> Brief: Copy out verbatim the rows starting at the one that contains "Where in this photo can the white cloud" and ending at the one that contains "Where in this photo can the white concrete", both included.

> Supplied data:
# # # # # # #

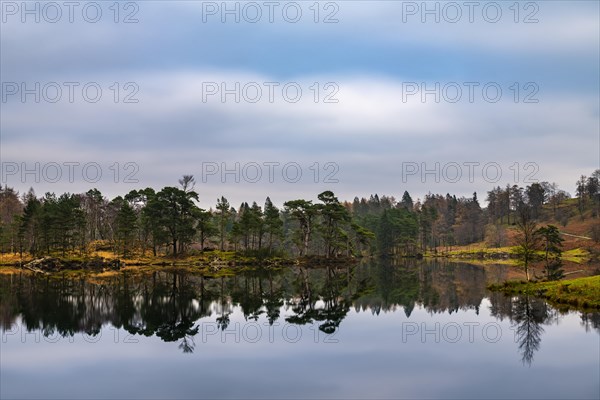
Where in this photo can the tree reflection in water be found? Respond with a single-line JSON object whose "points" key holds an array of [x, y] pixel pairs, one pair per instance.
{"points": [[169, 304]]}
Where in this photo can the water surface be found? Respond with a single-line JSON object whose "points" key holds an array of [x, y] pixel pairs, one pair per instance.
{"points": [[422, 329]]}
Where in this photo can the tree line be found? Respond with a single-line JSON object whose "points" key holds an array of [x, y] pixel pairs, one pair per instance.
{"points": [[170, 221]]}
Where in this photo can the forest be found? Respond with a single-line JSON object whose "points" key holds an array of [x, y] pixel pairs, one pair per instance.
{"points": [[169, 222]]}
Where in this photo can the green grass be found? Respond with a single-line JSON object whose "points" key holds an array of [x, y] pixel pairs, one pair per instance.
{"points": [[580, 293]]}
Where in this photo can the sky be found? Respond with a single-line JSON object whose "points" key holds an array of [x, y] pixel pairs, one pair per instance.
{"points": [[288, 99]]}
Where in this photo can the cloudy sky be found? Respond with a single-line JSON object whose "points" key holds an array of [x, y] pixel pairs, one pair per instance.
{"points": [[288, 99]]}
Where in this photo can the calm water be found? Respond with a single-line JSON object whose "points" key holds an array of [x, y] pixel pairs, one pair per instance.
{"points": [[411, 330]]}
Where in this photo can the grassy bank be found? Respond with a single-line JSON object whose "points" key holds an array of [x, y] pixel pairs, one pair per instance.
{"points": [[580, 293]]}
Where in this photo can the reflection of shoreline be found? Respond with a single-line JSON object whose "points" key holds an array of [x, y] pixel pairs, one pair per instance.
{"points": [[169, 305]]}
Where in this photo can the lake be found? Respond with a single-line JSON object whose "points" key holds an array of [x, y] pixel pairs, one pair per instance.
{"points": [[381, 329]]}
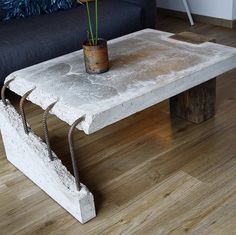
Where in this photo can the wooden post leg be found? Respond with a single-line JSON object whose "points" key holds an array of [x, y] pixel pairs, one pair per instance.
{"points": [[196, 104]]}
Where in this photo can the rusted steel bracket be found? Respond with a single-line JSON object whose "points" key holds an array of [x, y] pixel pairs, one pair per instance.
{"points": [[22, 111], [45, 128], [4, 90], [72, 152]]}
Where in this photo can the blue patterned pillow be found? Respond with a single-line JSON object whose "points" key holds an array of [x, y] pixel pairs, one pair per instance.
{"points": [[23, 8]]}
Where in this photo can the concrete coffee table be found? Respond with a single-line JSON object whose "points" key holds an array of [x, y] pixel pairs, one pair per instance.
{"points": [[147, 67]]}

# # # # # # #

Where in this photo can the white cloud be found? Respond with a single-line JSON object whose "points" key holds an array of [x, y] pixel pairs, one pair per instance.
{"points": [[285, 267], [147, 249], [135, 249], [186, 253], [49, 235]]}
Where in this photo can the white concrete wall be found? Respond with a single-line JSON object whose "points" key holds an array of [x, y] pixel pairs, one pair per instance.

# # # # # # #

> Full answer:
Where in this photo can the white cloud be found? Respond with a single-line JSON object whose "points" key holds an array of [x, y] pixel pairs, one pair per instance.
{"points": [[285, 267], [147, 249], [135, 249], [186, 253], [49, 235]]}
Where in this photo can the white concrete wall be found? Respond with a single-line JSON object whose "points" key holds an array of [x, y] pixel pairs, one pair per instance.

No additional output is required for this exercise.